→ **SUPPLIED PASSAGE**:
Instructor, Health Care Asst.Prog., Coordinator
Faculty of Education
Health & Human Development
Sunshine Coast Campus
Health Care Assistant Program
604.986.1911 ext. 5916
Sechelt Building, room SE106E
B.Sc.N. School of Nursing, University of Victoria, 2005.
"It's a great honour to be part of a process that provides frontline care to vulnerable persons in our community."
Joshua Boyd (B.Sc.N., British Columbia, 2005) has worked as a registered nurse (RN) for 15 years and has been working in health care for 25 years. He began his career as a Health Care Assistant (HCA). As an RN, he has worked in a variety of settings, including palliative home care for children, acute care (general medical/surgical), long-term care and home care.
His post-degree nursing education (Critical Care and Trauma) gave him the opportunity to serve a rural community, working in the Emergency Ward. Boyd has worked as an RN internationally and in public and private settings. He continues to work as an RN in long-term care in the same community where he teaches.

→ **RECORDS SUPPLIED**:
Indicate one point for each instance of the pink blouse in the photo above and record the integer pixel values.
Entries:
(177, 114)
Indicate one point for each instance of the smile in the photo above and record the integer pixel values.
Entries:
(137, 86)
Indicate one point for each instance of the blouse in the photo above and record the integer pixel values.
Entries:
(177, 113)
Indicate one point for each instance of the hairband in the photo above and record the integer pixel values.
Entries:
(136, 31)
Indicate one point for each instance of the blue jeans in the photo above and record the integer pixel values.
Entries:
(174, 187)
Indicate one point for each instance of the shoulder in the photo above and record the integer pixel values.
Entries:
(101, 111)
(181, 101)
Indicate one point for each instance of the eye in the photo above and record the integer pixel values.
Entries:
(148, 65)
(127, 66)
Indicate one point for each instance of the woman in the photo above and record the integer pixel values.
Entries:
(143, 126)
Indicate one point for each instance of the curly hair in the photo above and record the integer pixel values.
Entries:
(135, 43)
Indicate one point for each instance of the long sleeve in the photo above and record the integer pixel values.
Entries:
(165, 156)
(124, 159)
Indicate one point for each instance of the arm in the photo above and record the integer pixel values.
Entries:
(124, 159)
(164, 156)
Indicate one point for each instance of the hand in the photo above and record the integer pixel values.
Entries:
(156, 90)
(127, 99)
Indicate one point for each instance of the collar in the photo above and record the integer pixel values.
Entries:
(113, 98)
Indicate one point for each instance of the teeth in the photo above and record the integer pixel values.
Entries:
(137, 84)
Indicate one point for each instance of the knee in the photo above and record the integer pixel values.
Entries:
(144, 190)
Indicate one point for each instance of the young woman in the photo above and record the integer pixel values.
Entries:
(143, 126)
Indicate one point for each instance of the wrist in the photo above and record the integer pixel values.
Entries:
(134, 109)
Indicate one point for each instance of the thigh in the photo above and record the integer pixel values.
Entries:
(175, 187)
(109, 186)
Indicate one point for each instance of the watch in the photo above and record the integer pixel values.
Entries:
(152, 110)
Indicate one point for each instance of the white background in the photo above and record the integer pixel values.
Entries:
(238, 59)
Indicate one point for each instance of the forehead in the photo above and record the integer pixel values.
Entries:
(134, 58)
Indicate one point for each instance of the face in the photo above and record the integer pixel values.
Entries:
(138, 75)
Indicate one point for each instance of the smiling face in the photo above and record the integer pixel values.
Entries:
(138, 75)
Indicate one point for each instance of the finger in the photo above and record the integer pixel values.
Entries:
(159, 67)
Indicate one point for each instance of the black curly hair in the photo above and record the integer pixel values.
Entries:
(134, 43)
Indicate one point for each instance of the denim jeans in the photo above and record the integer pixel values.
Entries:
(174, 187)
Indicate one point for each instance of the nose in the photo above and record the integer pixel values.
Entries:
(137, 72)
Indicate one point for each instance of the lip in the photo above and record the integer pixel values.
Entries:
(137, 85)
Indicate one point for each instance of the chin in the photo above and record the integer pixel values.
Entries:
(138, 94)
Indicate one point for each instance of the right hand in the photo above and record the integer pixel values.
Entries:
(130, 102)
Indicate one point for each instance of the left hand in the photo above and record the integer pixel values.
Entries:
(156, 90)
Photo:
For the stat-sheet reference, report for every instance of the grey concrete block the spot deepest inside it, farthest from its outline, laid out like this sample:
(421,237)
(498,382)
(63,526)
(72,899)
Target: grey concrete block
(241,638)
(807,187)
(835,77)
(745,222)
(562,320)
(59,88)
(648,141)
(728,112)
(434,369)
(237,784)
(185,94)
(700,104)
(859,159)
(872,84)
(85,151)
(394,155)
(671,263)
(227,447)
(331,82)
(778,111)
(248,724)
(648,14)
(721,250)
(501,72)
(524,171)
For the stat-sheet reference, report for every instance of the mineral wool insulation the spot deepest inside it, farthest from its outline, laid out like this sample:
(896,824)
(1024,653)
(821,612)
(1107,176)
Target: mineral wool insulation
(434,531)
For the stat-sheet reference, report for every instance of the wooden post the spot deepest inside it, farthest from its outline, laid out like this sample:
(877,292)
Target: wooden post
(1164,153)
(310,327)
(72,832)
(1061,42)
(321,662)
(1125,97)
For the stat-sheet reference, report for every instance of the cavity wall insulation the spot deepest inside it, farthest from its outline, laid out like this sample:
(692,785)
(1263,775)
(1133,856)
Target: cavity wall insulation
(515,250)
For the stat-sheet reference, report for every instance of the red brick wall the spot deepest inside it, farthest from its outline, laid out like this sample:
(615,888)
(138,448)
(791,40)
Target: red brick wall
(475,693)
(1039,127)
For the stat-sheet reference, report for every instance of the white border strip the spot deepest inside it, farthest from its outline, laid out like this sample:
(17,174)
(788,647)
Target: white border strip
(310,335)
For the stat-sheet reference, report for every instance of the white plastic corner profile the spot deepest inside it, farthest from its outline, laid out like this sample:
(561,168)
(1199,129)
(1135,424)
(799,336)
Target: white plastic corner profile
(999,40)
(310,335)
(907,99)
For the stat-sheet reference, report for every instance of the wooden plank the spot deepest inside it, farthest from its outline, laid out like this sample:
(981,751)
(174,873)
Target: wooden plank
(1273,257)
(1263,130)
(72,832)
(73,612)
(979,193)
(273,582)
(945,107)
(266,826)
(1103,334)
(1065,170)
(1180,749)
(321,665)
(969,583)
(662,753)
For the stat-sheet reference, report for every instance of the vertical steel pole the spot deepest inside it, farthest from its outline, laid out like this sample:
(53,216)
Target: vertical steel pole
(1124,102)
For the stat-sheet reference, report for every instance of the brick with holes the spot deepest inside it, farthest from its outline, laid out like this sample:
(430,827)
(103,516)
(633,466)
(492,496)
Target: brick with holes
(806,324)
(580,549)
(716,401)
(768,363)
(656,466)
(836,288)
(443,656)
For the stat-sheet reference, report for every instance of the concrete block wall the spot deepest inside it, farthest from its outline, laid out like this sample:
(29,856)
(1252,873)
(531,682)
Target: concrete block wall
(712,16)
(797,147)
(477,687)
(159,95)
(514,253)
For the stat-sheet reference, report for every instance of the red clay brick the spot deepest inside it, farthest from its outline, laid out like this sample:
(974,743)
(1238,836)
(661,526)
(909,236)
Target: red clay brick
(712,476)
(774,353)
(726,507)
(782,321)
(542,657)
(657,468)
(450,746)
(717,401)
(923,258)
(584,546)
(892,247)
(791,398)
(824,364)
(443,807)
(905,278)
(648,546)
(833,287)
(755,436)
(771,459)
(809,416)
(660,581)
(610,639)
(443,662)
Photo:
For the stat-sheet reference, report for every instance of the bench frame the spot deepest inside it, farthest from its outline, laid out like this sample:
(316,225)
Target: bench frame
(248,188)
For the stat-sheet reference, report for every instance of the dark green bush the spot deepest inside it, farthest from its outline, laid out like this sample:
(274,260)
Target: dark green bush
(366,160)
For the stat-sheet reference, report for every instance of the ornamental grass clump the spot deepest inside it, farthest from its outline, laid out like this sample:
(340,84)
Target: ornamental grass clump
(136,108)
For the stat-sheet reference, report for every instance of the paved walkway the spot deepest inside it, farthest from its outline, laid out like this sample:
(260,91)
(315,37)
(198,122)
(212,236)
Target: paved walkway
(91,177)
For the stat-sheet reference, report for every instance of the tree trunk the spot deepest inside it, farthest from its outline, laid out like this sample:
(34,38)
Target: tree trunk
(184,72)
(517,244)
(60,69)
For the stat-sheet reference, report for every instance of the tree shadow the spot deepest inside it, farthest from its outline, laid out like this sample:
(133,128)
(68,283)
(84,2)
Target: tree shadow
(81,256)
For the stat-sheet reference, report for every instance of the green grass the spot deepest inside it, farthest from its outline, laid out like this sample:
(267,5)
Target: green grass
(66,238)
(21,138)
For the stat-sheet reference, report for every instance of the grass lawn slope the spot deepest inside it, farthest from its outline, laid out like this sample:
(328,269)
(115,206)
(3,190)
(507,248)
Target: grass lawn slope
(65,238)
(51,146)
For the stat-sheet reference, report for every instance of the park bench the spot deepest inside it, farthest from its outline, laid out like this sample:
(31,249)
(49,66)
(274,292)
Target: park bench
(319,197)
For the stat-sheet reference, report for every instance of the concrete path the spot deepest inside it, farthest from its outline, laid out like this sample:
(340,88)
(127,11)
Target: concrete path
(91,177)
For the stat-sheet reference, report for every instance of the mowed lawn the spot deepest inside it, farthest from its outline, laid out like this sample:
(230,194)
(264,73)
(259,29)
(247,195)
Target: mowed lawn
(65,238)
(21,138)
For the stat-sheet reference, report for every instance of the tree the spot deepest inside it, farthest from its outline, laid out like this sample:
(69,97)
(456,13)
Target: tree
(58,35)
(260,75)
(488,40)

→ **PROBLEM SET**:
[1] Quote the faculty profile word for word, starting at "His post-degree nursing" and ending at "where he teaches.".
[2] In the faculty profile, what job did Joshua Boyd hold at the start of his career?
The listing has nothing to do with the faculty profile.

→ **LIST OF SOLUTIONS**:
[1]
His post-degree nursing education (Critical Care and Trauma) gave him the opportunity to serve a rural community, working in the Emergency Ward. Boyd has worked as an RN internationally and in public and private settings. He continues to work as an RN in long-term care in the same community where he teaches.

[2] He began his career as a Health Care Assistant (HCA).